Recast the lines from the one containing "of the bandana" through the last line of the rows below, both ends included, as a JSON list of strings, one string per line, with blank lines left out.

-- -- --

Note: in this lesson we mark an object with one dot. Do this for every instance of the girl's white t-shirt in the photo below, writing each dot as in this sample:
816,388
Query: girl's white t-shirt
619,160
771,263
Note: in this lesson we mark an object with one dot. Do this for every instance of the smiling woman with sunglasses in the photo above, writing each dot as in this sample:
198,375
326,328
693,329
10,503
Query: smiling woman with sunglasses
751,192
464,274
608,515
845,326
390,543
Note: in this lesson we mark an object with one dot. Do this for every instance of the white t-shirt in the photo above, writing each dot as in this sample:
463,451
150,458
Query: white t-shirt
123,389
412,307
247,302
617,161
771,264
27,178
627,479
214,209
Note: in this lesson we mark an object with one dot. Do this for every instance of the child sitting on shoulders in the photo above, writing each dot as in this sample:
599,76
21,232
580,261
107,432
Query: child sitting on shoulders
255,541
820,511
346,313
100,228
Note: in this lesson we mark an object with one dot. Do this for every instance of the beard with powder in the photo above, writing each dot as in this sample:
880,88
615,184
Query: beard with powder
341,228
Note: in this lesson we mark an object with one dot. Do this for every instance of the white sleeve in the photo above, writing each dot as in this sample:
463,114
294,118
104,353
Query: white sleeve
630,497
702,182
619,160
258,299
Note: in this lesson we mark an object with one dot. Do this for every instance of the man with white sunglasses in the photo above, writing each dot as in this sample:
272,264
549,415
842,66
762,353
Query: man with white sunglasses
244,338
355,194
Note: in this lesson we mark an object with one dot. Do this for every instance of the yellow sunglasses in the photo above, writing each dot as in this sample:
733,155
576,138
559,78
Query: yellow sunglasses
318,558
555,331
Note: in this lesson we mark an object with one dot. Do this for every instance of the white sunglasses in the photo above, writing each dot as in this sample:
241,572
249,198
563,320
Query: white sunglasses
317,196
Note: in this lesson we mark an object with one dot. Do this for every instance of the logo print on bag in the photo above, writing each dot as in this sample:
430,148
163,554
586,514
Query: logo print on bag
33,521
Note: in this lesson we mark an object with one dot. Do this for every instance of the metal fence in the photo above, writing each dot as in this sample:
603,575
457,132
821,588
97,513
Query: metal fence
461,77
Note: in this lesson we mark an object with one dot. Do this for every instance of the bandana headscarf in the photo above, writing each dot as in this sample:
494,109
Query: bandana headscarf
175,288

-- -- --

Output of the task -
[
  "Note: in this lesson we mark an object with one dot. Do this for every instance of the bandana headscarf in the photo above, writing each dot as in this sample:",
  "494,109",
  "Query: bandana headscarf",
  "175,288"
]